The Comfort of a Pie — and Seven Recipes

Yankee Classic from December 1986 For me, nothing brings purpose to a day like making a pie. For me, nothing is more comfortable … comforting … than a pie. Years ago, when I was first married and learning to cook, I resolved that above all else I wanted to be able to make excellent pies. […]

By Joyce Butler

Jul 28 2008

Yankee Classic from December 1986 For me, nothing brings purpose to a day like making a pie. For me, nothing is more comfortable … comforting … than a pie. Years ago, when I was first married and learning to cook, I resolved that above all else I wanted to be able to make excellent pies. The challenge of a pie lies in the crust. As a novice, I quickly learned that pie pastry that is tender and flaky, yet does not crumble when it is cut, requires more than carefully following a recipe. I found that a perfect crust resulted only when I had developed a feeling for the proper consistency of the dough, only when my handling of it was deft and knowing. I began my apprenticeship as a pie maker under the guidance of an experienced cook whose skills were developed in a traditional Maine kitchen. Although she knew the old-fashioned technique of wrapping the edges of a pie with a strip of sheeting to seal its seeping juices, and the modern aberration of using vegetable oil for a foolproof crust, she shunned the regular use of either. She had learned how to seal her fruit and milk-based pies without the use of a fussy binder; she would not resort to what she considered ersatz methods for achieving a tender crust. Her use of hydrogenated vegetable shortening, rather than lard (which the true Maine cook will tell you gives pie pastry a superior flavor and texture), was her concession to progress. In all other ways she made her pies as her grandmother had before her. I followed her sensible example and eventually approximated her skill as a pie maker. But my apprenticeship witnessed enough tough, misshapen crusts for me to gain a degree of respect for my successes that I have never lost. The gestures and techniques of a pie maker are timeless. As the woodsman dropping his axe, the carpenter wielding his hammer, even the housewife with her broom all work with conventional motions, so too does the pie maker. I take comfort knowing that my homely task joins me in a simple way to homemakers of the past and, I trust, the future.

* _Dataset content_:
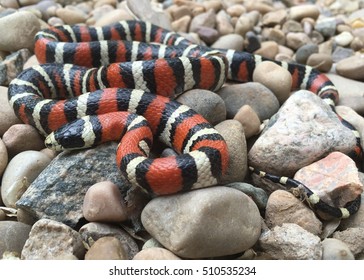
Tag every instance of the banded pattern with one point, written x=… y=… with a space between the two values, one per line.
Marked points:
x=156 y=60
x=313 y=200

* _What is expected_:
Copy out the pie essay again word for word, from its title down to its last sentence.

* _Response_:
The Comfort of a Pie — and Seven Recipes

Yankee Classic from December 1986 For me, nothing brings purpose to a day like making a pie. For me, nothing is more comfortable … comforting … than a pie. Years ago, when I was first married and learning to cook, I resolved that above all else I wanted to be able to make excellent pies. […]

By Joyce Butler

Jul 28 2008

Yankee Classic from December 1986 For me, nothing brings purpose to a day like making a pie. For me, nothing is more comfortable … comforting … than a pie. Years ago, when I was first married and learning to cook, I resolved that above all else I wanted to be able to make excellent pies. The challenge of a pie lies in the crust. As a novice, I quickly learned that pie pastry that is tender and flaky, yet does not crumble when it is cut, requires more than carefully following a recipe. I found that a perfect crust resulted only when I had developed a feeling for the proper consistency of the dough, only when my handling of it was deft and knowing. I began my apprenticeship as a pie maker under the guidance of an experienced cook whose skills were developed in a traditional Maine kitchen. Although she knew the old-fashioned technique of wrapping the edges of a pie with a strip of sheeting to seal its seeping juices, and the modern aberration of using vegetable oil for a foolproof crust, she shunned the regular use of either. She had learned how to seal her fruit and milk-based pies without the use of a fussy binder; she would not resort to what she considered ersatz methods for achieving a tender crust. Her use of hydrogenated vegetable shortening, rather than lard (which the true Maine cook will tell you gives pie pastry a superior flavor and texture), was her concession to progress. In all other ways she made her pies as her grandmother had before her. I followed her sensible example and eventually approximated her skill as a pie maker. But my apprenticeship witnessed enough tough, misshapen crusts for me to gain a degree of respect for my successes that I have never lost. The gestures and techniques of a pie maker are timeless. As the woodsman dropping his axe, the carpenter wielding his hammer, even the housewife with her broom all work with conventional motions, so too does the pie maker. I take comfort knowing that my homely task joins me in a simple way to homemakers of the past and, I trust, the future.